> _Exercise details_
Produce an exact copy of the lines from the line containing "Target: green leafy plant" through the last line of the entries below, and only those lines.

START Dataset entries

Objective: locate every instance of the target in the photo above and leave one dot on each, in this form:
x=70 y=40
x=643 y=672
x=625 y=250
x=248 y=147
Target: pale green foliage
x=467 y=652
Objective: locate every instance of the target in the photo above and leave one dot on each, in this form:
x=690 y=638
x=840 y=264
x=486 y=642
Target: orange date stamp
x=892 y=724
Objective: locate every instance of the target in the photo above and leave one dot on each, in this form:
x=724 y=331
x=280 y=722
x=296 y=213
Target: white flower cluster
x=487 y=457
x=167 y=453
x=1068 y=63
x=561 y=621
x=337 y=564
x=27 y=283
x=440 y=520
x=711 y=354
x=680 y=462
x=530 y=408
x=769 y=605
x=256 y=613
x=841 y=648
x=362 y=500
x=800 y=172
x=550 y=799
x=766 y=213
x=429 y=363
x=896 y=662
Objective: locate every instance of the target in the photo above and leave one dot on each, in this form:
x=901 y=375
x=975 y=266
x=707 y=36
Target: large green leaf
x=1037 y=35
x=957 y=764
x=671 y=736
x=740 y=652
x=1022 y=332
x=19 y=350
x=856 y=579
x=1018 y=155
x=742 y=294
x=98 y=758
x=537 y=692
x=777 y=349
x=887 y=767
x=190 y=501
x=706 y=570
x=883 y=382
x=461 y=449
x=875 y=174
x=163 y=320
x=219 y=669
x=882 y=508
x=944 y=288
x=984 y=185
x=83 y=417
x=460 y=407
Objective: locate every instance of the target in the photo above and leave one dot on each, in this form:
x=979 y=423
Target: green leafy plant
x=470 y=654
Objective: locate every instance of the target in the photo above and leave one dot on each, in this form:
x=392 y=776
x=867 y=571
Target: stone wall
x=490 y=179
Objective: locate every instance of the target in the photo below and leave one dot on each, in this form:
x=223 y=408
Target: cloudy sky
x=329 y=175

END Dataset entries

> _Written solution_
Target: green leafy plant
x=470 y=654
Objective: locate every instance of the target in the photo above and leave one dot on each, in this form:
x=392 y=776
x=867 y=571
Target: stone wall
x=490 y=179
Objective: locate every instance of the target in the photo below and leave one dot on each, in this form:
x=223 y=408
Target: cloudy sky
x=329 y=175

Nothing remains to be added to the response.